Given data:
--- Start ---
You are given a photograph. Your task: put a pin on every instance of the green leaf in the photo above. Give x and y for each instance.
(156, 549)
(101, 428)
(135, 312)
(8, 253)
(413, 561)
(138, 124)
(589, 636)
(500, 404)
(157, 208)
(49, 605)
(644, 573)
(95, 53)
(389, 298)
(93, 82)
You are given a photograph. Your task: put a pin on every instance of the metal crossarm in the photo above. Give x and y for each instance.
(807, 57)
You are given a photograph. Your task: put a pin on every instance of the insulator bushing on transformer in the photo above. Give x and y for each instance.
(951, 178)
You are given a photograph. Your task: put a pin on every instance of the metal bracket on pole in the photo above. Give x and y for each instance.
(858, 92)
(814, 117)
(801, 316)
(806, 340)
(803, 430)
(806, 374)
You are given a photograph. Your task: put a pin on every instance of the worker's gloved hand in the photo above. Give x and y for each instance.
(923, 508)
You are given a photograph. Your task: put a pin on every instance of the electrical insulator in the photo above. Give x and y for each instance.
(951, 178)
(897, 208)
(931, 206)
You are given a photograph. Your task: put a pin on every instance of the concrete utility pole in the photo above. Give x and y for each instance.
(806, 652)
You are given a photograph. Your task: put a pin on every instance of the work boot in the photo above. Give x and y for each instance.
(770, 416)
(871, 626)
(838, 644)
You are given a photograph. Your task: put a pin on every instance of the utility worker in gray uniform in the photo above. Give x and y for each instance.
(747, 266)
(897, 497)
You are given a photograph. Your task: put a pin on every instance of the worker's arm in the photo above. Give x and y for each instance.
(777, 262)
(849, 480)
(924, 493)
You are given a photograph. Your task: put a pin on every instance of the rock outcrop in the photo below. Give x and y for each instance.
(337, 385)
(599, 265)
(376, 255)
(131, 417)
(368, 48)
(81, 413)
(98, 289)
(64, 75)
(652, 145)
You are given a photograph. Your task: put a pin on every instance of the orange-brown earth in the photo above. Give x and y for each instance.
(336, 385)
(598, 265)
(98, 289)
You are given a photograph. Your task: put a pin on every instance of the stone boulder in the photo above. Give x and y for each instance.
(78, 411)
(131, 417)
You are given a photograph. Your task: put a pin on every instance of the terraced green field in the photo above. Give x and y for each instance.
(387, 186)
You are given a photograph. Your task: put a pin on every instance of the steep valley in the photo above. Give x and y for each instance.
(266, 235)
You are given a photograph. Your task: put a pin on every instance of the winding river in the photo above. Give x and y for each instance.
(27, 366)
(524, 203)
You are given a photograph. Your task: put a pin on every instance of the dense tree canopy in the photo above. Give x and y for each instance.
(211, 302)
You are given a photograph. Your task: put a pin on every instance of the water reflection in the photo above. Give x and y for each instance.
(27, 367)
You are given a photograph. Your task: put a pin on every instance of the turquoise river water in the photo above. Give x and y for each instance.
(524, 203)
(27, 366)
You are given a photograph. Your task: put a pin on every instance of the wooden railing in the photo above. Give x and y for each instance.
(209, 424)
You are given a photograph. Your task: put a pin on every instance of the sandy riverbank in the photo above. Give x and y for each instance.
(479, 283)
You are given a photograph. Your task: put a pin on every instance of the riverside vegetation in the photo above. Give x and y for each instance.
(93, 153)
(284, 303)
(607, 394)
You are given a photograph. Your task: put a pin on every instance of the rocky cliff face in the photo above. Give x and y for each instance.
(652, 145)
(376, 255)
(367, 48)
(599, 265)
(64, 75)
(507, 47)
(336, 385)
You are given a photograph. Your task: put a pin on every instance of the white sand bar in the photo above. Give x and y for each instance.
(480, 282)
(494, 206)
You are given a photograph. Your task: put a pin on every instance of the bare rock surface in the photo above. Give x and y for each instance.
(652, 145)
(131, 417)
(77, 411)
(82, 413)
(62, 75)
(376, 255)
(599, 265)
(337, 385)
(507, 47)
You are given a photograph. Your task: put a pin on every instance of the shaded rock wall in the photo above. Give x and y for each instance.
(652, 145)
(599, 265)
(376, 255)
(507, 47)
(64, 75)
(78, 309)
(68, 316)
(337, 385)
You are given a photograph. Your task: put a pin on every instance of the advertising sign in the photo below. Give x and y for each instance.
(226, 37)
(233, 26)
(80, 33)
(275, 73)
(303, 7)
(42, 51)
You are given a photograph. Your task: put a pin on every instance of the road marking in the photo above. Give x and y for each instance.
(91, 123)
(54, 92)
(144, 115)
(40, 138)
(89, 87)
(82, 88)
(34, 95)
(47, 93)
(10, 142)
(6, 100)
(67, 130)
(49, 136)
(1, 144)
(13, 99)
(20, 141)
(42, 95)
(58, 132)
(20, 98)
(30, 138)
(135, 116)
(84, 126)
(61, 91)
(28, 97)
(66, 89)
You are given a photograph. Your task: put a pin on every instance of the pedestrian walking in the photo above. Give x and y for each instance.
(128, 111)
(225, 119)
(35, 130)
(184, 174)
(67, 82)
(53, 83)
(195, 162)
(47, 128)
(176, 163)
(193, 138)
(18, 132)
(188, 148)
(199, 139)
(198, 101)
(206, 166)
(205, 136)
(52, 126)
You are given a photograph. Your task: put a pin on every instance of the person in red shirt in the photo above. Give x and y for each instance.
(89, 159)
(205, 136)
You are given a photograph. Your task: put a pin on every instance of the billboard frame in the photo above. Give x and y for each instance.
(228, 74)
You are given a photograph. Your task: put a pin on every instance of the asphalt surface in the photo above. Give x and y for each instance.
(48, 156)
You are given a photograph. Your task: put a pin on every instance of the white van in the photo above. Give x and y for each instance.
--- End ---
Short problem: Give a word-for-word copy of the records.

Solved exercise:
You are given a photograph. Your task: put a pin on every instance of the green leaf in the photo above. Give x and y for each instance.
(156, 549)
(101, 428)
(135, 312)
(8, 253)
(413, 561)
(138, 124)
(589, 636)
(500, 404)
(157, 208)
(49, 605)
(644, 573)
(95, 53)
(389, 298)
(93, 82)
You are given a photograph. Your task: put a pin on every instance of the metal crossarm in the photo above. Give x and y for each instance.
(807, 57)
You are given a photograph. Your task: put a pin on every instance of the insulator bushing on transformer in the photo above. Give x and y for each instance.
(951, 178)
You are given a photograph. Your task: put a pin on every instance of the metal bracket on pole in the photo above. Give x and y for each instance.
(858, 92)
(814, 117)
(801, 316)
(806, 340)
(803, 430)
(806, 374)
You are given a photograph. Your task: put a pin on every instance of the worker's gloved hand in the photo above. Give x and y for each instance.
(923, 508)
You are given a photograph. Your task: put a pin on every instance of the electrical insulator in the photo above. Give x and y for each instance.
(951, 178)
(897, 208)
(931, 206)
You are given a photograph. Your task: put a pin on every instance of the concrete utility pole in the photo above. Give x and y for each instance.
(806, 652)
You are given a photograph. Your task: put a pin on every instance of the work boot in the photo above. Give x and y for each instance.
(770, 416)
(871, 626)
(838, 644)
You are given a photograph. Your task: put a pin on every instance of the utility worker in gray uniform in the photo above. Give x and y for each instance.
(747, 266)
(897, 497)
You are given a photograph. Your task: put a pin on every instance of the worker's arm in the photo above. Give x and y for each instance.
(777, 262)
(849, 480)
(924, 493)
You are given a photograph. Your task: put a pin on every instance of the rock outcrop in the photo below. Give x and y for each instance.
(337, 385)
(599, 265)
(376, 255)
(131, 417)
(368, 48)
(81, 413)
(98, 289)
(64, 75)
(652, 145)
You are given a photograph. Your task: put a pin on every instance of the orange-brown earth in the photo above. Give x and y for each instance.
(336, 385)
(598, 265)
(98, 289)
You are given a photograph. Your task: put a pin on every instance of the stone boulder in the photo above. Give x and y for each instance.
(78, 411)
(131, 417)
You are given a photograph. Your task: put a pin on every instance of the terraced green field in the photo above. Give x and y for each instance.
(387, 186)
You are given a photograph. Your task: put a pin on every instance of the steep valley in the photo above. Give x and y for each instance.
(266, 235)
You are given a photograph. Your task: put a pin on every instance of the winding river in the photo above. Give x and y for each instance.
(27, 366)
(524, 203)
You are given a photograph. Your task: put a pin on every instance of the dense tree canopy in the photo above. Give x and y for each instance.
(211, 302)
You are given a photograph. Your task: put a pin on every instance of the water reflection in the photo above. Give x and y for each instance.
(27, 367)
You are given a photograph. Your task: put a pin on every instance of the turquoise river water in the photo above. Give x and y for each instance.
(524, 203)
(27, 366)
You are given a photograph. Your task: put a pin on every instance of the wooden railing in the photo above. Give x and y for each instance.
(209, 424)
You are given a photograph. Your task: put a pin on every instance of the sandy riverbank in the photo above. Give x and y for each instance.
(479, 283)
You are given a photograph. Your task: put a pin on every instance of the riverside vegetation in the photo above. Give x and y for each instance.
(93, 153)
(284, 303)
(607, 394)
You are given a photograph. Your task: put a pin on every instance of the rocky cliff face in the photo above. Give x and y for each instance.
(652, 145)
(376, 255)
(367, 48)
(599, 265)
(64, 75)
(507, 47)
(336, 385)
You are given a photograph. Your task: put a pin on every instance of the white sand bar in the photo above. Give x and y for each instance.
(480, 282)
(494, 206)
You are given a photograph. Your task: put a pin on every instance of the bare rock surface in the photo above. Give x and y for each instance.
(652, 145)
(131, 417)
(77, 411)
(82, 413)
(62, 75)
(376, 255)
(599, 265)
(337, 385)
(507, 47)
You are given a photograph. Your task: put a pin on every instance of the shaded rock wall in the photo above. Give x and y for each instance.
(652, 145)
(599, 265)
(376, 255)
(507, 47)
(64, 75)
(78, 309)
(68, 316)
(337, 385)
You are given a photograph. Your task: put a pin on every instance of the advertising sign in the photo below. Give x and y for each instance.
(226, 37)
(233, 26)
(80, 33)
(275, 73)
(303, 7)
(42, 51)
You are given a photograph. Your task: put a pin on every instance of the road marking in the photo above. Give x and y for each instance.
(91, 123)
(54, 92)
(144, 115)
(40, 138)
(89, 87)
(82, 88)
(34, 95)
(47, 93)
(10, 142)
(6, 100)
(67, 130)
(49, 136)
(1, 144)
(13, 99)
(20, 141)
(42, 95)
(58, 132)
(20, 98)
(30, 138)
(135, 116)
(84, 126)
(61, 91)
(28, 97)
(66, 89)
You are given a photograph. Your task: put a pin on every instance of the pedestrian walking in the photo above. Give x and y for each instance.
(128, 111)
(225, 119)
(35, 130)
(184, 174)
(67, 82)
(53, 83)
(195, 162)
(47, 128)
(176, 163)
(193, 138)
(18, 132)
(188, 148)
(199, 139)
(198, 101)
(206, 166)
(205, 136)
(52, 126)
You are given a photograph. Your task: put a pin on every instance of the person in red shirt in the photo above. Give x and y for each instance.
(89, 159)
(205, 136)
You are given a photograph. Your task: put a pin on every instance of the billboard frame in the photo above. Give x and y for each instance.
(228, 74)
You are given a photograph. Your task: put a pin on every instance of the asphalt surface in the photo above. Give x and y for each instance.
(48, 156)
You are given a photograph. Your task: put a pin on every instance of the white van in the photo above. Give x and y for each instance.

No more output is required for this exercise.